2.7. Hydrogen Compression and Filling of FCVs at Hydrogen Filling Stations

At the hydrogen filling stations, hydrogen was assumed to be compressed to a pressure of 70 MPa before the FCVs were filled. The electricity consumption for the compression and filling activities were set to 0.282 kWh/Nm3-H2 and 0.093 kWh/Nm3-H2, respectively [39].

2.8. Uncertainty Analysis

A range of parameters (listed in Table A1) were considered as part of the uncertainty analysis carried out on the WtT GHG emissions resulting from the various hydrogen supply chains. To determine the probability distribution for each parameter, the WtW analysis methodology adopted by General Motors et al. [95] was applied. Most parameters were assumed to follow a normal distribution curve according to the mean and standard deviation values presented in Table A1. Based on the literature values for inventory data quality, the standard deviation of GHG emissions attributed to renewable power generation was assumed to be 10% of the mean value [99,100].
+--
Problem set:
A: In the hydrogen supply chain passage, what pressure was hydrogen assumed to be compressed to before the FCVs were filled?
B: Continue the hydrogen supply chain passage from its last sentence.

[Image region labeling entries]
+--
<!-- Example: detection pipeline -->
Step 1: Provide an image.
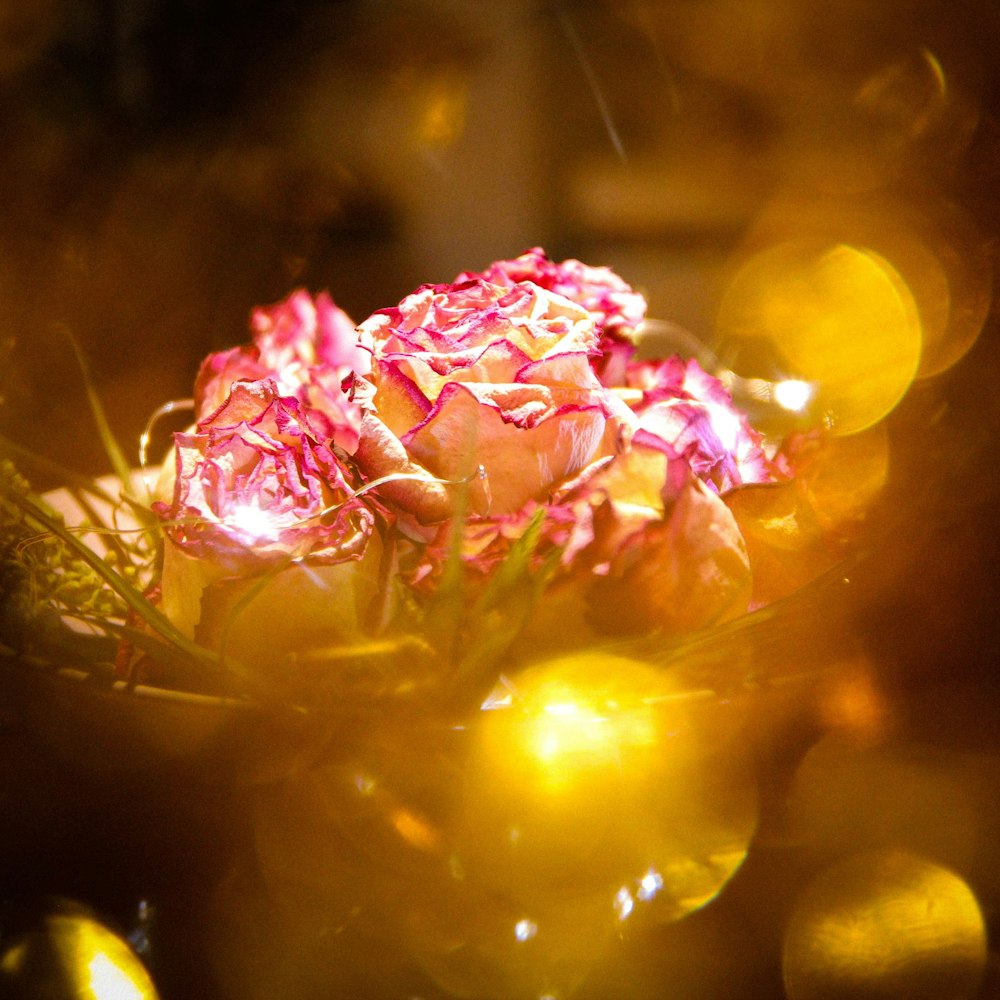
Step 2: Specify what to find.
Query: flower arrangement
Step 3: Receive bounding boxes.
[4,248,860,702]
[0,248,868,997]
+--
Responses in order:
A: 70 MPa

B:
As for MCH production, hydrogen production by NG steam reforming and hydrogen compression at the NG steam reforming plant, electricity input might show negative if a normal distribution was assumed for the parameters. Hence, in these processes triangle distribution functions using the mean, minimum and maximum data in the inventory were assumed instead of a normal distribution.
Monte Carlo simulations were performed using Oracle Crystal Ball [101]. A total of 10,000 iterations was used for each simulation to ensure the analysis was reproducible [102].

3. Results and Discussion

3.1. WtT GHG Emissions for Hydrogen Carriers

3.1.1. Liquid Hydrogen (LH2)

Figure 6 shows the mean WtT GHG emissions from the renewable hydrogen supply chains using LH2. The emissions from the NG reforming hydrogen supply chain are also shown for reference. Except for the Australian solar PV base case, all supply chains that combined LH2 with renewable power-produced hydrogen showed lower GHG emissions than those from reforming of NG.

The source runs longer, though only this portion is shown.